──────── LISTING

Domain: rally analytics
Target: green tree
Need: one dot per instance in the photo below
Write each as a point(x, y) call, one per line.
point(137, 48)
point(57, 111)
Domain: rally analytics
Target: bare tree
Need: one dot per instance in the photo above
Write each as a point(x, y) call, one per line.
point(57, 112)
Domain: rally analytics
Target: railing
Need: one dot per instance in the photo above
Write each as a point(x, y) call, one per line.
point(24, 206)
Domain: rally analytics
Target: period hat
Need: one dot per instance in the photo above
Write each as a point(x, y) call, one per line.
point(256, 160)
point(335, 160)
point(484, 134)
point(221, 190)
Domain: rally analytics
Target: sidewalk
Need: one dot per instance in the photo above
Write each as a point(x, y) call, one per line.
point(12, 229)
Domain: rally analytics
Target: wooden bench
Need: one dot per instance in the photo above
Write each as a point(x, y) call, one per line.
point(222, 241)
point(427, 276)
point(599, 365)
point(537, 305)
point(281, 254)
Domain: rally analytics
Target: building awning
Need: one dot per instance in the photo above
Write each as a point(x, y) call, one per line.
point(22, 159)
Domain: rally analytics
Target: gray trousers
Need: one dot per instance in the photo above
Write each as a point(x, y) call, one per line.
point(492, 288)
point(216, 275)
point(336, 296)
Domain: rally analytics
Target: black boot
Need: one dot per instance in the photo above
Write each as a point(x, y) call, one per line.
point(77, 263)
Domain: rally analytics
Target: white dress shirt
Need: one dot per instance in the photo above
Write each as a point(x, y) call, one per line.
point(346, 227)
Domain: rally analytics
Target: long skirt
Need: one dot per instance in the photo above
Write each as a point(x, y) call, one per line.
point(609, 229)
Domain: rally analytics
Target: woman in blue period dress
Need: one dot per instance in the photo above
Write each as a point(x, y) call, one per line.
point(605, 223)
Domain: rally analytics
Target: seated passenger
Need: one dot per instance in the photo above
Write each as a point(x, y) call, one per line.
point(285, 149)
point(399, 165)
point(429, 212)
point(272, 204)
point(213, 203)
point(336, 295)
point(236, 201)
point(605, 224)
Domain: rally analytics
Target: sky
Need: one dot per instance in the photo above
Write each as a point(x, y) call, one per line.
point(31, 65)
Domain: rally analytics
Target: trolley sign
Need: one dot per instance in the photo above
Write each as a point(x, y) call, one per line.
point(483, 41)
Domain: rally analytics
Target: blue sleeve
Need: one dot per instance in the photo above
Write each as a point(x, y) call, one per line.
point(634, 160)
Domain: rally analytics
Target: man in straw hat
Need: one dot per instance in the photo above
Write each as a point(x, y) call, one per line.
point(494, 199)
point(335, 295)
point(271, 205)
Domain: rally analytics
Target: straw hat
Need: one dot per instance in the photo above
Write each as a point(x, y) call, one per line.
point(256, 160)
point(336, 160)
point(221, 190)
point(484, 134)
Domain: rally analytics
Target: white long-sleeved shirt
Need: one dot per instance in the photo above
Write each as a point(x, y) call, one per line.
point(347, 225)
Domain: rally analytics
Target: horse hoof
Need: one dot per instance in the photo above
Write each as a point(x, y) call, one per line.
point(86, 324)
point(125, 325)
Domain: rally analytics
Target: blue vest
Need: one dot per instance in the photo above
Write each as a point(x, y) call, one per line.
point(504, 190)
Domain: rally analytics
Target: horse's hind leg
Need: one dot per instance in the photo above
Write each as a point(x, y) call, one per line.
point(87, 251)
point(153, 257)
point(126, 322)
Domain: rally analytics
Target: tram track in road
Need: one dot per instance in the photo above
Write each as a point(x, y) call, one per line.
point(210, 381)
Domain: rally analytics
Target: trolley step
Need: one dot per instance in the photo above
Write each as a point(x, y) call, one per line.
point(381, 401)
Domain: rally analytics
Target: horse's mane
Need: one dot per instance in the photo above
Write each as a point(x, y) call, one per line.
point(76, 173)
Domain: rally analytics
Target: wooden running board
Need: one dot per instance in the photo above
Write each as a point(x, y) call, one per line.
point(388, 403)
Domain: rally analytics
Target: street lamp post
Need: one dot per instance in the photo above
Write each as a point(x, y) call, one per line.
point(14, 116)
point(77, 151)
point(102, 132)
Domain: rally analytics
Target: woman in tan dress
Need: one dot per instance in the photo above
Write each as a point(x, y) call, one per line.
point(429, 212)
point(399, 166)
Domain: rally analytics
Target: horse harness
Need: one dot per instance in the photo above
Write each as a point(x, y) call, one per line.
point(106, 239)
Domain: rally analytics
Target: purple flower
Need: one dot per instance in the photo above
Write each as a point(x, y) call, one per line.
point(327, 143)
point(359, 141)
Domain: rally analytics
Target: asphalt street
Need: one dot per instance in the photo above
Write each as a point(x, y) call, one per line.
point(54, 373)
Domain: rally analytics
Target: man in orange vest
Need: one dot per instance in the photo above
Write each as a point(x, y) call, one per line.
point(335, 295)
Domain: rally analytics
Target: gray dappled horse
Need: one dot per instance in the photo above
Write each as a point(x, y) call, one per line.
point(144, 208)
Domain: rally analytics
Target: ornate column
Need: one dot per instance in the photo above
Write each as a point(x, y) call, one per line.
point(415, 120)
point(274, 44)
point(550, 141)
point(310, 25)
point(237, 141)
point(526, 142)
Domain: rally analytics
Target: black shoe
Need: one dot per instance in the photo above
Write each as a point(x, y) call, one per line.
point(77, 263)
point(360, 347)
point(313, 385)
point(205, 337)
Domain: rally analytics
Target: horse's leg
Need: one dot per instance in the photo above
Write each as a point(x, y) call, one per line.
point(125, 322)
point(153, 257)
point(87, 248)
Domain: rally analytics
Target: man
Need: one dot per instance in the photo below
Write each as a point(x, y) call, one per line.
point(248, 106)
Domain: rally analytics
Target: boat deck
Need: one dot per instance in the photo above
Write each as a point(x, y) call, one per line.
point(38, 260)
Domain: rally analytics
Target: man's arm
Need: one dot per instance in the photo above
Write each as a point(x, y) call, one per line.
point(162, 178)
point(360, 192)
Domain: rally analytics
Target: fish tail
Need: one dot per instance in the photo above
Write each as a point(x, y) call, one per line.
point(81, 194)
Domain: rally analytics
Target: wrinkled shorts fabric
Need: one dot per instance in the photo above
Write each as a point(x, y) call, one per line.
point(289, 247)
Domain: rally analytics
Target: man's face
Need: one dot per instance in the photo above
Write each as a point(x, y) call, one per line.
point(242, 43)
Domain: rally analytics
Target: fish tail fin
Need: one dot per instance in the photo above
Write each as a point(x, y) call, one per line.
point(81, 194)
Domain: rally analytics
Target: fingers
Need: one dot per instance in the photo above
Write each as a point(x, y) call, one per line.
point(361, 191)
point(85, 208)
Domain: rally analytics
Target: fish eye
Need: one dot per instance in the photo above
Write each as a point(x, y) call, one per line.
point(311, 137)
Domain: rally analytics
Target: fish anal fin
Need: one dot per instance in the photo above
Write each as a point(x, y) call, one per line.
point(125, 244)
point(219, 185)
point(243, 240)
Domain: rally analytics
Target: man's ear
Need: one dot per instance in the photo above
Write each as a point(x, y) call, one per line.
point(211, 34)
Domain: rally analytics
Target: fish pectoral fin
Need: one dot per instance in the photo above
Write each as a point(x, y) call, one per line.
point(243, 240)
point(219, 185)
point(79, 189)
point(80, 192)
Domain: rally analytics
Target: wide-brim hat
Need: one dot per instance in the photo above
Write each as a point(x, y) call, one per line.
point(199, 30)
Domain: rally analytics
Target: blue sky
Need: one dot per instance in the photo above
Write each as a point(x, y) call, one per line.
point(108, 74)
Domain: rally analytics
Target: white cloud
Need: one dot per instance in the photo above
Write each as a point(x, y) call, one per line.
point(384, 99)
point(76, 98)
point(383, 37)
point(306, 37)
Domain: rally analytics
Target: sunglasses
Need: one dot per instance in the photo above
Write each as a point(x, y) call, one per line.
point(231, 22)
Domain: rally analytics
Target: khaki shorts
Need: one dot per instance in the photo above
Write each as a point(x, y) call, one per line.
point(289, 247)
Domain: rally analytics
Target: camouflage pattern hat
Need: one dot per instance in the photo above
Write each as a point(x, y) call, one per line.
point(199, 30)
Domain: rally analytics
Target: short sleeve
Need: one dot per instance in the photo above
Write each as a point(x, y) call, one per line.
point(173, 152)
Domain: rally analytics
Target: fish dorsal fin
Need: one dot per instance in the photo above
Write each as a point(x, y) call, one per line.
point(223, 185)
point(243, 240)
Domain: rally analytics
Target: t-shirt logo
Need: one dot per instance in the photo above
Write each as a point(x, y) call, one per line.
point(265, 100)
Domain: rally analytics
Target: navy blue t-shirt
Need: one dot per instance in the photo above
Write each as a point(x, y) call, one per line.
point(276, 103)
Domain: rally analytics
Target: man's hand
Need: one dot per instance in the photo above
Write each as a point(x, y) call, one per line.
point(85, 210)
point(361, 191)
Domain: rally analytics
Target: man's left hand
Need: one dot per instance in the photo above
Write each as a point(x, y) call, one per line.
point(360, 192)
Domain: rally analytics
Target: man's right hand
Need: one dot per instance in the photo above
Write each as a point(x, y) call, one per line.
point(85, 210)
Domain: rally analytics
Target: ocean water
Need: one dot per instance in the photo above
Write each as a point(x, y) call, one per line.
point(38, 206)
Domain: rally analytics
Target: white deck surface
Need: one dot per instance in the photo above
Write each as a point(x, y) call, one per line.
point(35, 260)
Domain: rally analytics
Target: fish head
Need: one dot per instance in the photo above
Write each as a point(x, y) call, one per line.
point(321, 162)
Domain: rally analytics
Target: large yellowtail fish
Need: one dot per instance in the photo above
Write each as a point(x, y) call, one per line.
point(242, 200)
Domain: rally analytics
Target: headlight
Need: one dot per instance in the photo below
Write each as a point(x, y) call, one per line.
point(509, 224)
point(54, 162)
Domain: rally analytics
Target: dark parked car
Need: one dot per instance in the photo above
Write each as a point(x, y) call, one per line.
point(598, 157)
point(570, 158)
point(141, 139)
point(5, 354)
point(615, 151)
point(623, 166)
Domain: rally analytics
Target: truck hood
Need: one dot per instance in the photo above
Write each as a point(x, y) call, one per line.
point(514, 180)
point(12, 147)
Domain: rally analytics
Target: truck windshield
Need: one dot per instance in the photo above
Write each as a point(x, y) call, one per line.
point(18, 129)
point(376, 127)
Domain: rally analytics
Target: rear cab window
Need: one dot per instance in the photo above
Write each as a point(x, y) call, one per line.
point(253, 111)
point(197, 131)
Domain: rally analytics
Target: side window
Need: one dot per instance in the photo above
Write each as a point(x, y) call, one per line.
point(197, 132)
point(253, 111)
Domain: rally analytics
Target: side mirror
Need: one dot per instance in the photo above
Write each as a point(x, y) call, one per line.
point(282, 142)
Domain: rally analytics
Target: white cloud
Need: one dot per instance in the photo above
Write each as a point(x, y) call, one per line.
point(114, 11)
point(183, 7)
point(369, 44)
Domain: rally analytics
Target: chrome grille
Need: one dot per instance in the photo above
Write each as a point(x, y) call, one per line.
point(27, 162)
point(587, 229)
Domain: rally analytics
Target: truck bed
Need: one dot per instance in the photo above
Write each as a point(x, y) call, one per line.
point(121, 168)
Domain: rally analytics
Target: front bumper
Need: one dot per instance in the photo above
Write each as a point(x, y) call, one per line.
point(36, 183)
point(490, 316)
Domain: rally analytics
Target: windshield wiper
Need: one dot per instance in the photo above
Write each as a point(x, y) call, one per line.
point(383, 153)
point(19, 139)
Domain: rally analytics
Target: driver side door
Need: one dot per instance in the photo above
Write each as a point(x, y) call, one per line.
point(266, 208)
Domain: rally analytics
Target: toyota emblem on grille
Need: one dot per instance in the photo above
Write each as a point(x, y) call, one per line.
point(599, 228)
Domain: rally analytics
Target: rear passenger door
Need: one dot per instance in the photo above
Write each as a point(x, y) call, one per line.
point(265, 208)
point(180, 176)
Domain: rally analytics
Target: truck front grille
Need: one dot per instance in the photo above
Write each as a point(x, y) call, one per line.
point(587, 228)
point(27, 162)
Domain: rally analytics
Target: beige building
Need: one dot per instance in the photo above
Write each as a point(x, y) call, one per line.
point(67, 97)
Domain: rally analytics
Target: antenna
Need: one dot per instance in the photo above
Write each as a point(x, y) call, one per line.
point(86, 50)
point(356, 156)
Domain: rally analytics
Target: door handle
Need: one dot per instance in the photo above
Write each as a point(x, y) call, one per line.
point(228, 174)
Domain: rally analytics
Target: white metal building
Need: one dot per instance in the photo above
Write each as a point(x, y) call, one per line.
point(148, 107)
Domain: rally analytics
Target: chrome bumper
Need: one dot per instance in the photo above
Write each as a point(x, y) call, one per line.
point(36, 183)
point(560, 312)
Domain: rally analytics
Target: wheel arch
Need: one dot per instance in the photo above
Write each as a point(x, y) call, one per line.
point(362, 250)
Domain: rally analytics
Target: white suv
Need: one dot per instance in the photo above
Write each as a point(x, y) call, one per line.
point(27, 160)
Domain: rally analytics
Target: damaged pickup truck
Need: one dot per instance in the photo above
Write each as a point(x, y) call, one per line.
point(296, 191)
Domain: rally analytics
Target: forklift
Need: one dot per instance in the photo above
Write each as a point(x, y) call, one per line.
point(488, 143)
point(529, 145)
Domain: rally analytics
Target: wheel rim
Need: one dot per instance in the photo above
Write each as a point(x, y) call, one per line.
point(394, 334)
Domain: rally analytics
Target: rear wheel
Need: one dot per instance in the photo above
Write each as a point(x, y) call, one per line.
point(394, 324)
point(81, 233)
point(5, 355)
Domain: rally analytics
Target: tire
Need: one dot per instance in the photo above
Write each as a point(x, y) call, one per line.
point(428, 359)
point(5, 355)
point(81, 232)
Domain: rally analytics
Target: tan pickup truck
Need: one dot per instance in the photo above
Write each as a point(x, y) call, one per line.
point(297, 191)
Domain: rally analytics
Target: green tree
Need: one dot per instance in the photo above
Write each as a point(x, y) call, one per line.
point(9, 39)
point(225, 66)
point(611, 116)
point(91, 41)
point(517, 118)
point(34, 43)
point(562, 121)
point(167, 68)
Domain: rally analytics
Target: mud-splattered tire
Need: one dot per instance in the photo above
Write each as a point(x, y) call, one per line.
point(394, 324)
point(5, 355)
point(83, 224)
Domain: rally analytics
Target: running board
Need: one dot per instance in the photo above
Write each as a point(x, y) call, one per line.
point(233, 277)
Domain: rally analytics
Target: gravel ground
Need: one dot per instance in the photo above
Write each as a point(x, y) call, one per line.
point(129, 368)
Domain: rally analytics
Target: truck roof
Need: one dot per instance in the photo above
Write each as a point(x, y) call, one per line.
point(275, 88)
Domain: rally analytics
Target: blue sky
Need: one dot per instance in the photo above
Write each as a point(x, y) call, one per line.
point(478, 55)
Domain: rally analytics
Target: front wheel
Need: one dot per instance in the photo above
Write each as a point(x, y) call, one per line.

────────────────

▶ **GIVEN INSTRUCTION**: Extract each line from the entries above that contains the string "tire". Treat uppercase and lowercase letters as distinct when matching.

▶ **OUTPUT OF THE EXERCISE**:
Target: tire
Target: mud-splattered tire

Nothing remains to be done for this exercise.